BEGIN SUPPLIED INFORMATION

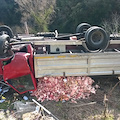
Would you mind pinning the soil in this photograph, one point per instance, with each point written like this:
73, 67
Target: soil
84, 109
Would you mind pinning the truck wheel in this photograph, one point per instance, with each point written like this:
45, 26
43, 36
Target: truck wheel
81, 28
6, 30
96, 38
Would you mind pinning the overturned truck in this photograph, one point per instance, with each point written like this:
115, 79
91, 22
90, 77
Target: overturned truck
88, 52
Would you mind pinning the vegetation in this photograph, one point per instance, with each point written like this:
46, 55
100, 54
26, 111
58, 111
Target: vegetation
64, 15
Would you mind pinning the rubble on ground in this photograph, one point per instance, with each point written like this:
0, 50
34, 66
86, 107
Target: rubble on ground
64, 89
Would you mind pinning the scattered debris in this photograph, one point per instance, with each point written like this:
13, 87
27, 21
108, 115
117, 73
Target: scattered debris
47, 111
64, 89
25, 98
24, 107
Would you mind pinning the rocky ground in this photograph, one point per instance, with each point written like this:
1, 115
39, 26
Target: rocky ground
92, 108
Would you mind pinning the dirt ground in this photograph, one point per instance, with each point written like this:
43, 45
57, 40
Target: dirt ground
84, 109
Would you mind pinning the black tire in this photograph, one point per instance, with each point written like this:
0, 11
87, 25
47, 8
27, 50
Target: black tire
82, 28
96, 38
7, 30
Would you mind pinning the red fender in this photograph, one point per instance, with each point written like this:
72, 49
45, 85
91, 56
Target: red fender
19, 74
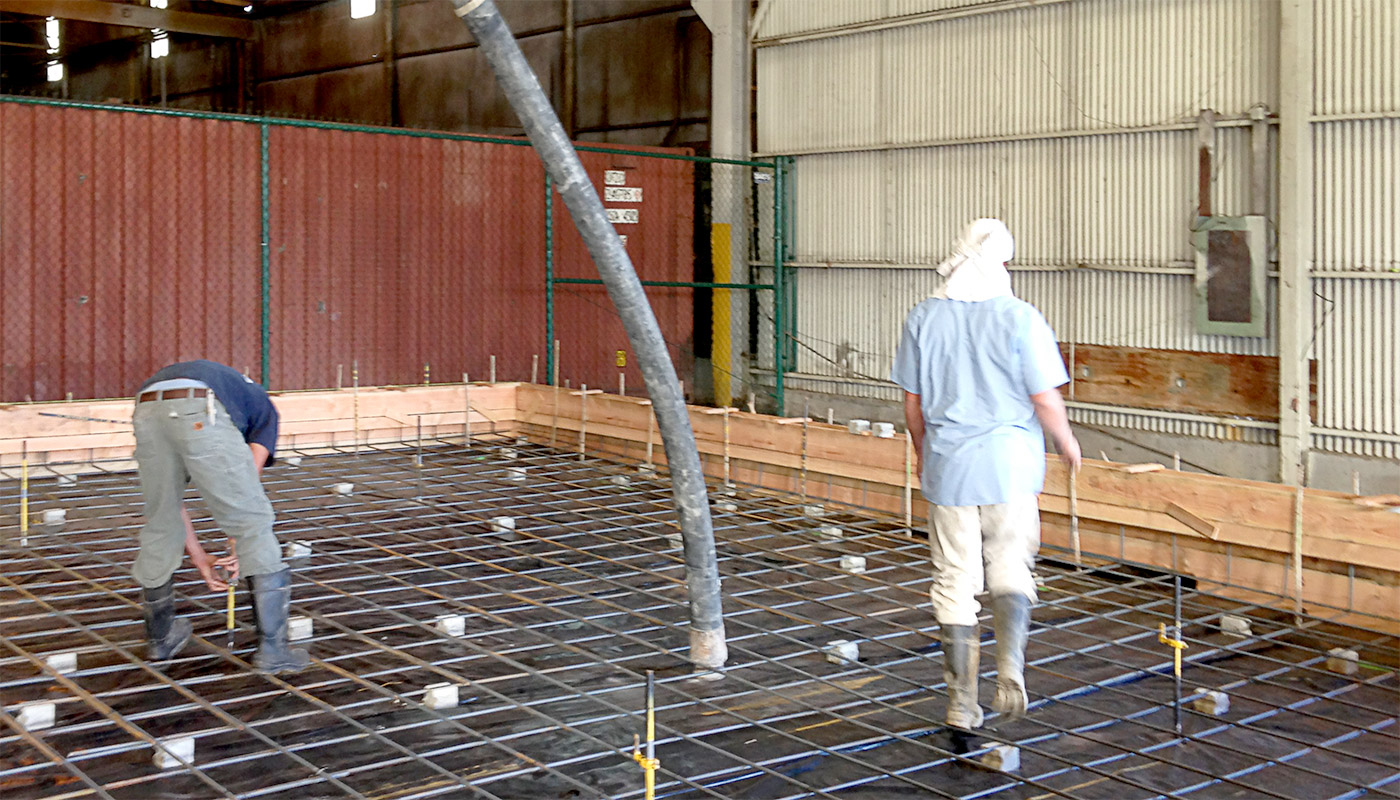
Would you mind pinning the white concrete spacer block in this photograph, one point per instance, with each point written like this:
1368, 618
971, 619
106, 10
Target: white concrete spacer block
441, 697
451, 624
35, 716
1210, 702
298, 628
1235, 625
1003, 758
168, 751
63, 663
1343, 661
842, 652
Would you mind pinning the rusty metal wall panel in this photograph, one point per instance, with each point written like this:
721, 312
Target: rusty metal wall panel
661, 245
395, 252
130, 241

END SUPPLIED INFORMATION

▶ EXERCISE:
Quote the listing above in full, except for the pictures.

▶ CORRECT RESPONSE:
Would you mind pinning the soil in this photograph, one point per instance, with each point written like this:
73, 67
Target: soil
84, 109
Would you mind pinning the truck wheel in this photograph, one point per instance, with each point written like this:
45, 26
43, 36
Target: truck wheel
81, 28
6, 30
96, 38
Would you mind pinning the overturned truck in this photograph, one point per instance, with each point written like this:
115, 79
91, 22
90, 77
Target: overturned truck
88, 52
Would you mind pinning the vegetation in this photograph, one point per instance, with each point written like this:
46, 55
100, 54
26, 111
58, 111
Target: vegetation
64, 15
Would you mind pinning the rubble on ground in this photograph, one point per instance, with each point written like this:
0, 50
34, 66
86, 107
Target: rubble on ground
64, 89
Would you mind pinning the scattered debris in this photograph, one point per instance, with each point written like this:
13, 87
27, 21
108, 115
117, 73
Target: scattered debris
47, 111
64, 89
25, 98
24, 107
Would you mind pinning the rocky ground in this photograph, one point per instance, with each point written like this:
1, 115
39, 26
Target: rocky ground
92, 108
Would you mind pinning the dirt ground in this photograph, one point per instance, with each point written like this:
43, 45
57, 40
Target: dirt ground
84, 109
Would you mind pinning the black tire in this photograph, one point per instance, with each point written like this:
0, 11
87, 25
47, 8
27, 50
Target: black tire
82, 28
96, 38
7, 30
Would you mind pinning the red fender in this photograph, one point per instance, with each point written like this:
72, 49
45, 85
91, 56
Target: red fender
19, 74
Would you mind pinning the white concrete spacer block in this photograph, one point per instance, with each point written like this:
1368, 618
971, 619
106, 10
Target: white concrete spacer block
441, 697
451, 624
35, 716
1210, 702
298, 628
1235, 625
1003, 758
168, 751
63, 663
1343, 661
842, 652
Would you mind pinning the rusty metal wall panel in this photograph, one point per instance, with each point written like this:
721, 312
Target: rusty metal wall panel
661, 245
395, 252
130, 241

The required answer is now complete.